TEXTO EM ESTUDO -

* * * * * * * * *

Os textos selecionados são os que, ao nosso entender, se encaixam nos objectivos preconizados para presente comunicação.
Por existir uma fronteira entre a idealização e a materialização, o que torna qualquer comunicação propensa de equívocos,faremos um exercício racional no decorrer da exposição do nosso conteúdo. Assim sendo, não há e nem haverá pretensões de se arquitectar uma selecção preferencial, e sim os que se enquadram no nosso raciocínio analítico, ensaístico ou crítico, embora entendamos ser fundamental mencionarmos alguns dos precursores da poesia angolana, tais como José da Silva Maia Ferreira, Cordeiro da Mata, J. Cândido Furtado, Eduardo Neves, Lourenço de Carmo Ferreira. Mas, em momento algum, faremos uma incursão historiográfica, não por demérito, sobre as diferentes etapas da poesia angolana, nem sobre a luta pela independência nacional.

* * * * * * * * *

Repita integralmente o texto sobre a poesia angolana, sem alterar nada. Não é preciso consultar as linhas para responder.

MATERIAL APRESENTADO -
* * * * * * * * *

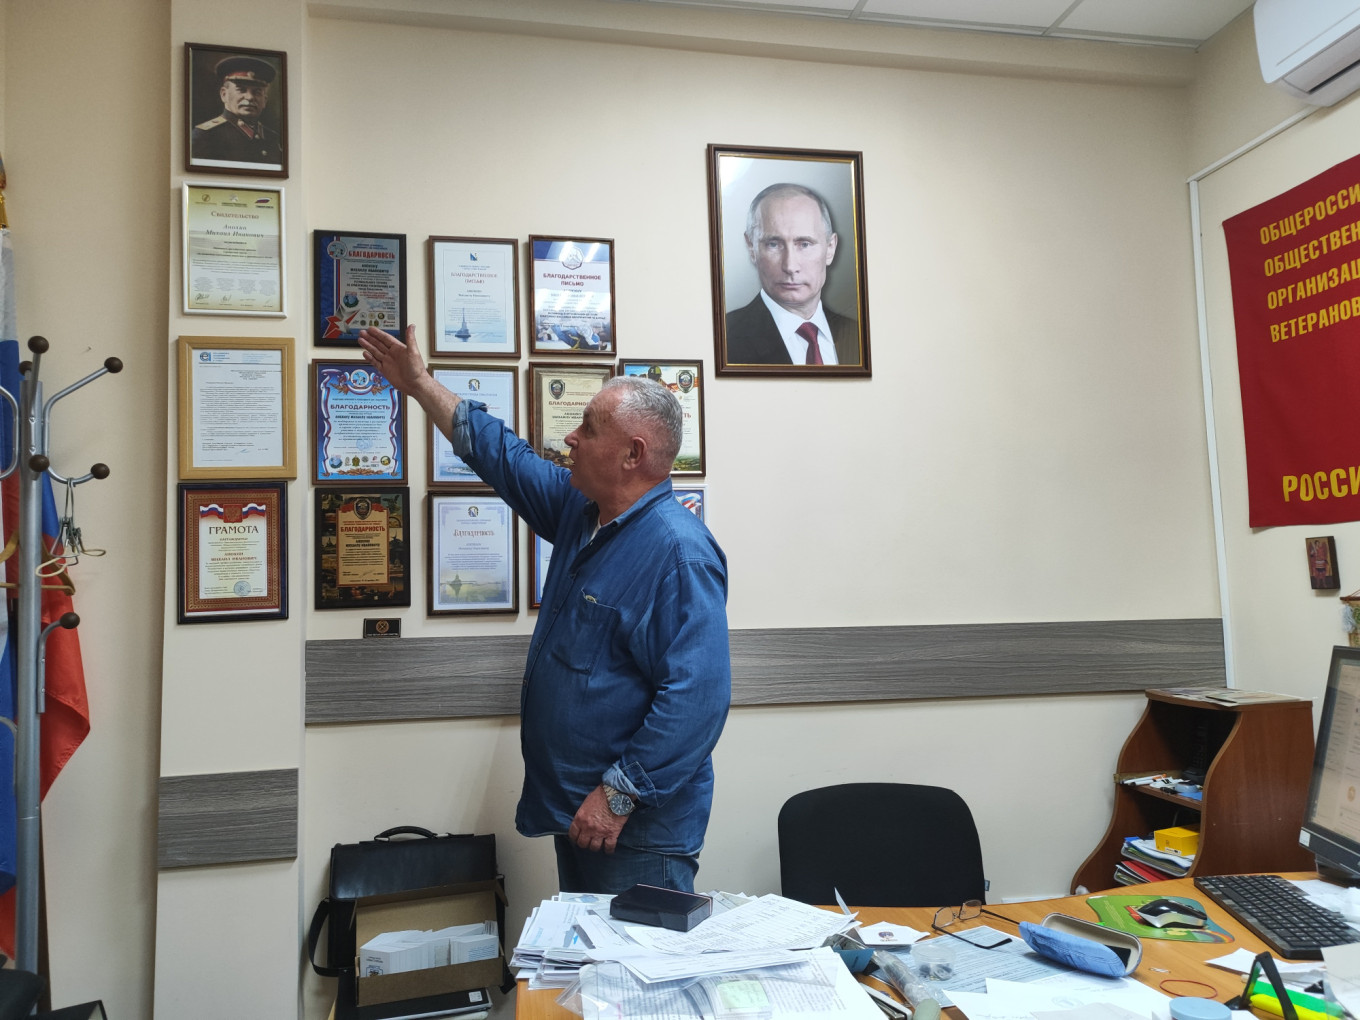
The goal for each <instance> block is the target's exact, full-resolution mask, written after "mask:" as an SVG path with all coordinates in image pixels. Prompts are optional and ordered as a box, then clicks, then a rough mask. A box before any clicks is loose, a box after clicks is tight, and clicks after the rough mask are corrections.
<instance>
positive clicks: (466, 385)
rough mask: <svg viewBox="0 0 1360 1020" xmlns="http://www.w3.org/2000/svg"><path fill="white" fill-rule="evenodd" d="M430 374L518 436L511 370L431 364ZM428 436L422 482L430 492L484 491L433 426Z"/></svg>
mask: <svg viewBox="0 0 1360 1020" xmlns="http://www.w3.org/2000/svg"><path fill="white" fill-rule="evenodd" d="M428 371H430V374H431V375H434V378H435V379H438V381H439V382H442V384H443V385H445V386H447V388H449V389H450V390H453V392H454V393H457V394H458V396H460V397H462V398H464V400H480V401H481V403H483V404H486V405H487V412H488V413H491V415H495V416H496V418H499V419H500V420H502V422H505V423H506V424H507V426H510V428H511V431H515V432H518V430H520V427H518V424H517V423H518V415H517V413H515V411H517V408H518V396H517V392H515V386H517V385H518V371H517V370H515V369H514V367H513V366H503V364H502V366H488V364H468V366H457V367H449V366H443V364H431V366H430V369H428ZM427 427H428V428H430V435H428V437H427V442H426V452H427V466H428V471H427V472H426V479H427V480H428V484H430V487H431V488H445V487H460V486H462V487H465V486H476V487H479V488H484V483H483V481H481V479H479V477H477V476H476V472H473V471H472V468H469V466H468V464H466V462H465V461H464V460H462V458H461V457H460V456H458V454H456V453H454V452H453V443H450V442H449V441H447V439H446V438H445V437H443V432H441V431H439V430H438V428H437V427H435V424H434V422H430V423H428V426H427Z"/></svg>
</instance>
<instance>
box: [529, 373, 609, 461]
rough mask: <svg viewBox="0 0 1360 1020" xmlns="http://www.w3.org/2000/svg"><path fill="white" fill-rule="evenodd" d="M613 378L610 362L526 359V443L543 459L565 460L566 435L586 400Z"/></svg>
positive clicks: (582, 408)
mask: <svg viewBox="0 0 1360 1020" xmlns="http://www.w3.org/2000/svg"><path fill="white" fill-rule="evenodd" d="M611 378H613V366H612V364H559V363H555V362H529V381H528V390H529V445H530V446H533V449H534V450H536V452H537V453H539V456H540V457H543V458H544V460H549V461H552V462H554V464H563V465H564V464H566V461H567V443H566V438H567V435H568V434H571V432H573V431H574V430H575V427H577V426H578V424H581V419H582V416H583V415H585V412H586V404H589V403H590V398H592V397H593V396H594V394H596V393H598V392H600V388H601V386H604V384H607V382H608V381H609V379H611Z"/></svg>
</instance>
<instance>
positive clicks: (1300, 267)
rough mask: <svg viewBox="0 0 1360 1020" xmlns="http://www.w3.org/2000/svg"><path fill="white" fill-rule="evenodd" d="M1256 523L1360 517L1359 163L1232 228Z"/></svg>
mask: <svg viewBox="0 0 1360 1020" xmlns="http://www.w3.org/2000/svg"><path fill="white" fill-rule="evenodd" d="M1223 233H1224V234H1225V235H1227V242H1228V271H1229V275H1231V279H1232V313H1234V318H1235V321H1236V326H1238V369H1239V373H1240V377H1242V418H1243V430H1244V432H1246V445H1247V496H1248V506H1250V524H1251V526H1253V528H1268V526H1272V525H1282V524H1337V522H1341V521H1357V520H1360V156H1353V158H1352V159H1348V160H1346V162H1344V163H1338V165H1337V166H1334V167H1331V169H1330V170H1327V171H1325V173H1321V174H1318V175H1316V177H1314V178H1312V180H1311V181H1306V182H1304V184H1300V185H1299V186H1297V188H1293V189H1291V190H1288V192H1285V193H1284V194H1280V196H1277V197H1274V199H1272V200H1270V201H1266V203H1262V204H1261V205H1257V207H1255V208H1251V209H1247V211H1246V212H1240V214H1238V215H1236V216H1234V218H1232V219H1227V220H1224V222H1223Z"/></svg>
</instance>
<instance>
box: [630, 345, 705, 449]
mask: <svg viewBox="0 0 1360 1020" xmlns="http://www.w3.org/2000/svg"><path fill="white" fill-rule="evenodd" d="M619 374H620V375H645V377H646V378H649V379H656V381H657V382H660V384H661V385H662V386H665V388H666V389H669V390H670V392H672V393H675V396H676V400H679V401H680V411H681V412H683V413H684V434H683V437H681V439H680V453H677V454H676V461H675V465H673V466H672V468H670V473H672V475H703V473H706V461H704V456H703V450H704V447H703V394H704V388H703V362H675V360H656V362H619Z"/></svg>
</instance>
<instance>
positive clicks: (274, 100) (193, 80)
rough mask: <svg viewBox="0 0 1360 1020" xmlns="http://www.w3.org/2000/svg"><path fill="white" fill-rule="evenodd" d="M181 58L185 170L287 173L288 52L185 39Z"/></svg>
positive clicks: (287, 149)
mask: <svg viewBox="0 0 1360 1020" xmlns="http://www.w3.org/2000/svg"><path fill="white" fill-rule="evenodd" d="M184 57H185V60H184V68H185V69H184V78H185V84H184V94H185V105H184V106H185V125H184V169H185V170H186V171H189V173H211V174H249V175H250V177H287V175H288V68H287V54H284V53H280V52H277V50H271V49H243V48H241V46H209V45H204V44H199V42H186V44H185V46H184Z"/></svg>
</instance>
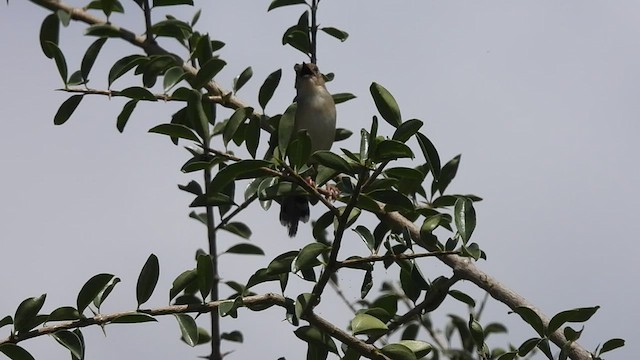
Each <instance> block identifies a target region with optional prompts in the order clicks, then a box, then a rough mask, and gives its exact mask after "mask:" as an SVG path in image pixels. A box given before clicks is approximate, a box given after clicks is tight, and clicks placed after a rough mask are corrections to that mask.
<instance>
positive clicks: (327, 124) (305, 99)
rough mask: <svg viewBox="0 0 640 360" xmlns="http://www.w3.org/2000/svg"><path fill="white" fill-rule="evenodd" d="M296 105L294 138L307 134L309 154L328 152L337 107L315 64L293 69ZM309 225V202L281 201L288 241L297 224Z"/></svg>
mask: <svg viewBox="0 0 640 360" xmlns="http://www.w3.org/2000/svg"><path fill="white" fill-rule="evenodd" d="M294 70H295V71H296V91H297V95H296V98H295V102H296V103H297V108H296V113H295V123H294V134H296V133H297V132H298V131H302V130H306V131H307V133H308V134H309V139H310V140H311V153H312V154H313V153H314V152H315V151H318V150H330V149H331V145H333V140H334V139H335V133H336V104H335V103H334V102H333V98H332V97H331V94H329V92H328V91H327V88H326V87H325V86H324V78H323V77H322V74H321V73H320V70H318V67H317V66H316V64H314V63H308V64H306V63H304V62H303V63H302V64H296V65H295V66H294ZM300 221H302V222H307V221H309V201H308V199H307V198H306V197H305V196H302V195H289V196H286V197H285V198H284V199H283V200H282V204H281V208H280V223H281V224H282V225H283V226H286V227H287V229H288V232H289V236H290V237H294V236H296V233H297V231H298V223H299V222H300Z"/></svg>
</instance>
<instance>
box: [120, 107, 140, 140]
mask: <svg viewBox="0 0 640 360" xmlns="http://www.w3.org/2000/svg"><path fill="white" fill-rule="evenodd" d="M136 105H138V100H129V101H128V102H127V103H126V104H124V106H123V107H122V111H121V112H120V114H119V115H118V120H117V121H116V128H117V129H118V131H119V132H120V133H122V132H123V131H124V127H125V126H126V125H127V122H128V121H129V118H130V117H131V114H132V113H133V110H134V109H135V108H136Z"/></svg>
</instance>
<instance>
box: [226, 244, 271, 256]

* * * * * * * * *

RESPOSTA ESCRITA -
Os textos selecionados são os que, ao nosso entender, se encaixam nos objectivos preconizados para presente comunicação.
Por existir uma fronteira entre a idealização e a materialização, o que torna qualquer comunicação propensa de equívocos,faremos um exercício racional no decorrer da exposição do nosso conteúdo. Assim sendo, não há e nem haverá pretensões de se arquitectar uma selecção preferencial, e sim os que se enquadram no nosso raciocínio analítico, ensaístico ou crítico, embora entendamos ser fundamental mencionarmos alguns dos precursores da poesia angolana, tais como José da Silva Maia Ferreira, Cordeiro da Mata, J. Cândido Furtado, Eduardo Neves, Lourenço de Carmo Ferreira. Mas, em momento algum, faremos uma incursão historiográfica, não por demérito, sobre as diferentes etapas da poesia angolana, nem sobre a luta pela independência nacional.